ASSIGNED TASK:
Give again every line from the one with "Target: volleyball net" through the last line of the data, exactly, and leave out the lines before it.

SOURCE DATA Block Start

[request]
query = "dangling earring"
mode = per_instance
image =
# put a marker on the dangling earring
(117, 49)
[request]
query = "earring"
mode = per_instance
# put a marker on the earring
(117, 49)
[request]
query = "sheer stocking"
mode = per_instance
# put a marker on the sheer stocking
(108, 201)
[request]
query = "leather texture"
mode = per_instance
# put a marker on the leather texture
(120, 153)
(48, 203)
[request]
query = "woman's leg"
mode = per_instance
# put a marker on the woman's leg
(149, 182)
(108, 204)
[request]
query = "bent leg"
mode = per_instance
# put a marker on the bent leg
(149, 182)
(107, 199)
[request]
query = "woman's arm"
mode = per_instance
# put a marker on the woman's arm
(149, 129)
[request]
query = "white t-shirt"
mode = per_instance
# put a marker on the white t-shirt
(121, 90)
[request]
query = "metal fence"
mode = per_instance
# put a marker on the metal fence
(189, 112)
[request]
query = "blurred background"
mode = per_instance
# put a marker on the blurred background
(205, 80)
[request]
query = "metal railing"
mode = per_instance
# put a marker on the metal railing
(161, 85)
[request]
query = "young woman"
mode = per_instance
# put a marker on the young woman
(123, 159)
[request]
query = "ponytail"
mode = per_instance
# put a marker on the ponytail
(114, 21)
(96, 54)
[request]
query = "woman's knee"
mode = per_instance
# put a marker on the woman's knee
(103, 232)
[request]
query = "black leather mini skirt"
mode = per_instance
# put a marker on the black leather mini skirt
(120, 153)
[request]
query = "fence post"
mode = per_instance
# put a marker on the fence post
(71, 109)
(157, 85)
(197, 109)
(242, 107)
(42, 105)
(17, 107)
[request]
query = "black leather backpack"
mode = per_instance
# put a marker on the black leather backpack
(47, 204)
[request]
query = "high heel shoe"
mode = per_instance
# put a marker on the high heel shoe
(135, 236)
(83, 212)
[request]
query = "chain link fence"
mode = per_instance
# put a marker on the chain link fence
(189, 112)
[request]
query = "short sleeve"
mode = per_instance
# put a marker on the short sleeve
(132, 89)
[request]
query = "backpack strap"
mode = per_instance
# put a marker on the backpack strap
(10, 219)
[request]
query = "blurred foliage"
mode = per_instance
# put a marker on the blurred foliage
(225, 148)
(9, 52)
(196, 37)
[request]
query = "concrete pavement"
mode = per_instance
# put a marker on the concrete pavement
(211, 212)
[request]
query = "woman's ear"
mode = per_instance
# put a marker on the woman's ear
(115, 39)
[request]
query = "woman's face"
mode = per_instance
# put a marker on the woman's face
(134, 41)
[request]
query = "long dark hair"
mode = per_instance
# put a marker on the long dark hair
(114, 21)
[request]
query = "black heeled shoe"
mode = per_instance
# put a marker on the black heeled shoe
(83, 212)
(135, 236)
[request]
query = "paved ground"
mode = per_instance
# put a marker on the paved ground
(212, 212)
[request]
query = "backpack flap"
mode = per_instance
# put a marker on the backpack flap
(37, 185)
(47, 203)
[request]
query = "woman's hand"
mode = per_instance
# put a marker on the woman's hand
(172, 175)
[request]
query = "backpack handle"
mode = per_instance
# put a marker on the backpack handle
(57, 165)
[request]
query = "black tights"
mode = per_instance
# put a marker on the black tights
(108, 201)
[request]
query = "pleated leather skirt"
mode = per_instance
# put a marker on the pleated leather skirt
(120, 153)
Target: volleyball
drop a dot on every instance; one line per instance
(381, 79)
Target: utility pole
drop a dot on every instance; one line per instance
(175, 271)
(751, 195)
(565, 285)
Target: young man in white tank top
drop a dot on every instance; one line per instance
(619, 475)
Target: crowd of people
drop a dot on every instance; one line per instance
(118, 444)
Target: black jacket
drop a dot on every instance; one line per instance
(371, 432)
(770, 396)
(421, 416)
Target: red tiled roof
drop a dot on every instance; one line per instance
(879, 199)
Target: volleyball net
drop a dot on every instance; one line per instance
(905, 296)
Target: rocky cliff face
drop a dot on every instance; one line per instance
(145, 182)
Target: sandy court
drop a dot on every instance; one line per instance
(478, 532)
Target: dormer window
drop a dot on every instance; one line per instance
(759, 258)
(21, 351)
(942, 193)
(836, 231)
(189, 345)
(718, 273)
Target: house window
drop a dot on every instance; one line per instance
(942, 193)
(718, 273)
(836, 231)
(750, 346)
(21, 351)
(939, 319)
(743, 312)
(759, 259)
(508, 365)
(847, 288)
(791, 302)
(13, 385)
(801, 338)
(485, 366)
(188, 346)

SOURCE DATA Block End

COMPLETED TASK:
Target: volleyball net
drop a dot on every instance; one line per instance
(905, 296)
Target: rocky cliff face
drop a dot on every instance; one line per instance
(145, 182)
Target: sandy court
drop a dot on every instance; one line per instance
(478, 532)
Target: dormer window
drop a dot on every instance; one line per instance
(759, 258)
(21, 351)
(942, 193)
(836, 231)
(189, 345)
(718, 273)
Target: house window
drop a dot on every instance; one line per instance
(942, 193)
(718, 273)
(836, 231)
(750, 346)
(21, 351)
(939, 319)
(743, 312)
(759, 259)
(508, 365)
(847, 288)
(791, 302)
(13, 385)
(801, 338)
(485, 366)
(188, 346)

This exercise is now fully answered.